Pointing records for named objects:
---*---

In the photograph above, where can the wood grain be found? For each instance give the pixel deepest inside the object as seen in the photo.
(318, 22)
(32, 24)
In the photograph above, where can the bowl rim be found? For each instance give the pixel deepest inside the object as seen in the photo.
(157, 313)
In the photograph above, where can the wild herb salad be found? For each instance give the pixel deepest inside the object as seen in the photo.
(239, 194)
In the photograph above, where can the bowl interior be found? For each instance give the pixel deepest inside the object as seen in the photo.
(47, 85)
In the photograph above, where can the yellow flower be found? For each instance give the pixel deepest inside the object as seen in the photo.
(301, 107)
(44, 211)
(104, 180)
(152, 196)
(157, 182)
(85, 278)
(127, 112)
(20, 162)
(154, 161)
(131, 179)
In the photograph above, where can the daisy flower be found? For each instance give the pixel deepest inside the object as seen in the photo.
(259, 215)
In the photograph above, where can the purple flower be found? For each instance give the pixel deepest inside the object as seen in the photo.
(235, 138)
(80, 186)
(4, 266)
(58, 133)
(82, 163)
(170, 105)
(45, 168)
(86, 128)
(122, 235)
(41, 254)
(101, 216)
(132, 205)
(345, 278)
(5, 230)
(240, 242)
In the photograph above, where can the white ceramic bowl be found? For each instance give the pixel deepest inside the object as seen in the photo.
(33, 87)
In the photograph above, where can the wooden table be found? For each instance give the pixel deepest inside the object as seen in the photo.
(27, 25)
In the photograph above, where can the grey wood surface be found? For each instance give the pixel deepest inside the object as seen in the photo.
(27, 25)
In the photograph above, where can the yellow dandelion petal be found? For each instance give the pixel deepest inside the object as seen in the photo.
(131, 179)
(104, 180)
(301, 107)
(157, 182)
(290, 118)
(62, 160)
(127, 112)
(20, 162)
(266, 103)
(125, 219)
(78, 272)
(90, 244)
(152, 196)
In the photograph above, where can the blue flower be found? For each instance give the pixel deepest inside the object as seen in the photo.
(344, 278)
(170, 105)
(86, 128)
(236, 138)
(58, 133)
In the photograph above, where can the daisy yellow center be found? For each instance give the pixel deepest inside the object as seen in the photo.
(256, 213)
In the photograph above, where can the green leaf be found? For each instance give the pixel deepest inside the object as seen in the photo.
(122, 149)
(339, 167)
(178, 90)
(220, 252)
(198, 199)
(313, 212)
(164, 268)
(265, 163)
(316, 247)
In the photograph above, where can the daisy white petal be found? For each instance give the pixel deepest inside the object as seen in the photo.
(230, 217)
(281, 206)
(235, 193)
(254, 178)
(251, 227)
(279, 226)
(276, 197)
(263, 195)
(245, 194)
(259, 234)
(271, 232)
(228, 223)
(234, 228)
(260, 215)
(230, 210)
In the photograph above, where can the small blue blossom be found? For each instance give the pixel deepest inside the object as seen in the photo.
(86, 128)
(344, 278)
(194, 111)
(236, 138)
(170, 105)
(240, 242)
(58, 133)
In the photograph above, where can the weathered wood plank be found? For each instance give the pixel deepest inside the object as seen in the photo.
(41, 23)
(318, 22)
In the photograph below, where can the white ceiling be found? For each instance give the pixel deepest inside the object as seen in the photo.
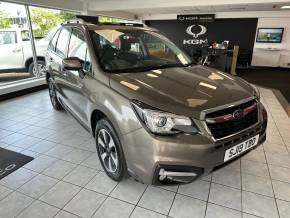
(149, 7)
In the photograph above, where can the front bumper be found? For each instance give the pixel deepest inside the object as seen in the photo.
(147, 154)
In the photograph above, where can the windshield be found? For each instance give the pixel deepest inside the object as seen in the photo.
(134, 50)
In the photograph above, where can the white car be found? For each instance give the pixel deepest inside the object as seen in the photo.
(16, 51)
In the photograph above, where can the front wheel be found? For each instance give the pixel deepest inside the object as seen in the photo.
(110, 150)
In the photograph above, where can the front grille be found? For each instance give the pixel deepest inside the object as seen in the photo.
(229, 127)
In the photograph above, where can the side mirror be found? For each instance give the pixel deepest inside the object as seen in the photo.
(72, 63)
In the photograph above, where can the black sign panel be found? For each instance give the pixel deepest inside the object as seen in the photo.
(191, 35)
(200, 18)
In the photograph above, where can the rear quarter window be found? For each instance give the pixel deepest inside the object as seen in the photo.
(8, 37)
(62, 42)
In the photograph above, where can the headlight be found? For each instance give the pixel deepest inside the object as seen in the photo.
(256, 92)
(160, 122)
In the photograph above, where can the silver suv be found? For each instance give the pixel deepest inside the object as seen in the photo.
(155, 116)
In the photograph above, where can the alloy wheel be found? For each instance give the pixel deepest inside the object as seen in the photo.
(108, 151)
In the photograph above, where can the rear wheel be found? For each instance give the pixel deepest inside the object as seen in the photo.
(110, 150)
(52, 94)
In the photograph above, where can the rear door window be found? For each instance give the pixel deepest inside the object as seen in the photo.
(52, 43)
(78, 48)
(61, 45)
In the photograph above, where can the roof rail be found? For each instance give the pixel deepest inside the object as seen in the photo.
(76, 20)
(85, 19)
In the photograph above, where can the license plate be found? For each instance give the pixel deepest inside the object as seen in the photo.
(241, 148)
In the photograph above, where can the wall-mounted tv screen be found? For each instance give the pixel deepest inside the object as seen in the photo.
(270, 35)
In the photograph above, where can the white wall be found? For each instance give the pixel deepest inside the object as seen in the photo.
(74, 5)
(236, 14)
(273, 54)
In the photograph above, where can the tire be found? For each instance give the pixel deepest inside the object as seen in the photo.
(110, 151)
(41, 65)
(52, 94)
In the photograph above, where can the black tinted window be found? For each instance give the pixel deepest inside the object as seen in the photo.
(61, 46)
(78, 48)
(52, 43)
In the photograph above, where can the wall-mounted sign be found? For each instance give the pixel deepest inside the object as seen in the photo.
(195, 31)
(199, 18)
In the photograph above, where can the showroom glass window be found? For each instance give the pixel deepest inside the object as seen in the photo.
(16, 56)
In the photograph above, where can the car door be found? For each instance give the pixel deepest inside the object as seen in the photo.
(76, 90)
(54, 59)
(11, 55)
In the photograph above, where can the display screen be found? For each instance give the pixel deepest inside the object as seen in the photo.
(270, 35)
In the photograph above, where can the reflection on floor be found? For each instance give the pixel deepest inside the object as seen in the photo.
(275, 78)
(66, 180)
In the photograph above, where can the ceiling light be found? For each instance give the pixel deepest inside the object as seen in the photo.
(285, 7)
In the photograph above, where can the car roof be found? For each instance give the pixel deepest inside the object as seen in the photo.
(108, 26)
(13, 29)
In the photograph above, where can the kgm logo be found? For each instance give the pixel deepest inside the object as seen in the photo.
(195, 35)
(195, 31)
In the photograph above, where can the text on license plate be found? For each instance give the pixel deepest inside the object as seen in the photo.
(240, 148)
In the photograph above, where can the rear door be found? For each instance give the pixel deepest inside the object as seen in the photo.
(76, 91)
(57, 52)
(11, 54)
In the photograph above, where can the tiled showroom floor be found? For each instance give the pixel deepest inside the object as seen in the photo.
(65, 178)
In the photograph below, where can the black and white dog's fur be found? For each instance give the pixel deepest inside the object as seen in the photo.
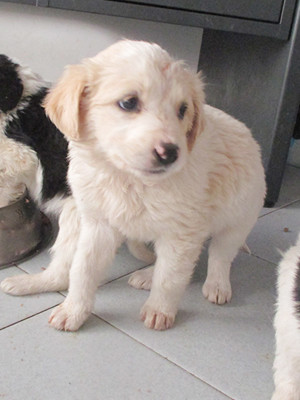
(33, 151)
(287, 325)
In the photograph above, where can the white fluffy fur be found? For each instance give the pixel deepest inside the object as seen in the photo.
(20, 165)
(214, 189)
(287, 326)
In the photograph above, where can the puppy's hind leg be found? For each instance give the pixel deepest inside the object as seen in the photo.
(223, 248)
(56, 276)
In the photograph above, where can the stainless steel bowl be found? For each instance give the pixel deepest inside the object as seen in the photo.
(24, 230)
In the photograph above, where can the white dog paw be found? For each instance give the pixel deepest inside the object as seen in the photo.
(216, 292)
(142, 279)
(67, 317)
(157, 319)
(16, 285)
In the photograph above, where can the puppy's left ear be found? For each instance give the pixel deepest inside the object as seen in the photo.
(64, 103)
(198, 122)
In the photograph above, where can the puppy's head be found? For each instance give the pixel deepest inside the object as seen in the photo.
(141, 109)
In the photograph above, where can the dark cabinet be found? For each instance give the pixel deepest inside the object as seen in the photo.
(261, 10)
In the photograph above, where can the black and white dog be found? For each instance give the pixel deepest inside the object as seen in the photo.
(33, 152)
(287, 325)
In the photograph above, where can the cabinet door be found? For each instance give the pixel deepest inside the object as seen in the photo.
(261, 10)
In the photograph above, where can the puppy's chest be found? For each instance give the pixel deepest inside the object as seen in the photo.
(134, 210)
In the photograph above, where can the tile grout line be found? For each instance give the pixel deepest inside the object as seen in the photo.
(29, 317)
(164, 357)
(279, 208)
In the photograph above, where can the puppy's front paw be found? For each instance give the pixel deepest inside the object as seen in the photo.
(156, 319)
(67, 317)
(16, 285)
(217, 292)
(142, 279)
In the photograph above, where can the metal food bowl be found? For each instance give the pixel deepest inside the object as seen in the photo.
(24, 230)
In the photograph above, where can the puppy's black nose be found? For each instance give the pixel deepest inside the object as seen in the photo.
(166, 153)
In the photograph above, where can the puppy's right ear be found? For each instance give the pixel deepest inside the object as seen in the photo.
(63, 104)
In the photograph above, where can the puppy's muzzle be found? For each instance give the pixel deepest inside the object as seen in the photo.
(165, 153)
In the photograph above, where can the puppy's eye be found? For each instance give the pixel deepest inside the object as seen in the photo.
(182, 110)
(129, 104)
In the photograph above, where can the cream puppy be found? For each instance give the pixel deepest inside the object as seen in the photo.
(287, 325)
(149, 162)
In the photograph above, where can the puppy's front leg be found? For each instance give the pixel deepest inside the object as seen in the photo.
(172, 271)
(97, 246)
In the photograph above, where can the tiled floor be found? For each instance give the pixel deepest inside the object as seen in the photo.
(212, 352)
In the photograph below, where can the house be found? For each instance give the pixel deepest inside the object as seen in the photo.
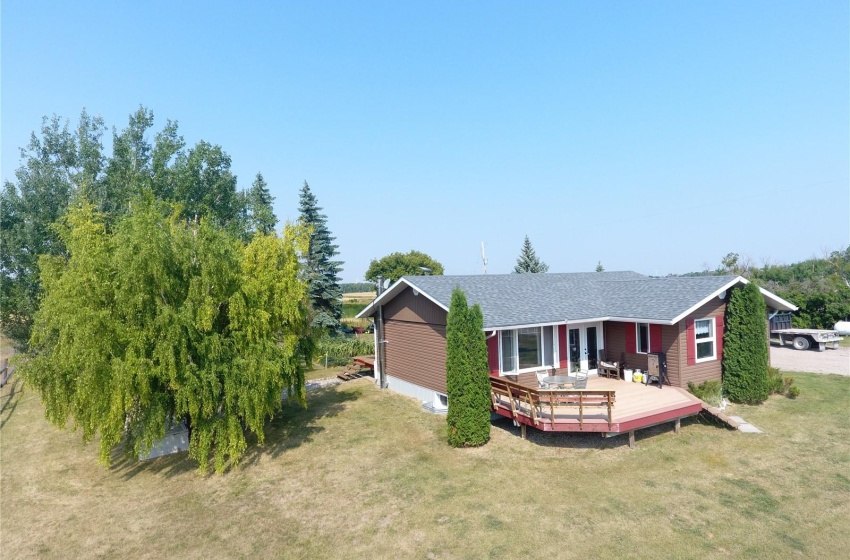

---*---

* _STATED GOAL_: Please select and copy every line of the listing that contains the word "petal". Case counts.

* _ANSWER TO THIS TASK_:
In the photograph above, where can the yellow dandelion petal be found? For each instance give the pixel deepest inside the object as seen in the photo.
In the photograph above, where can the daisy white petal be found? For each instance give the pixel deepest inside the object as seen in the photo.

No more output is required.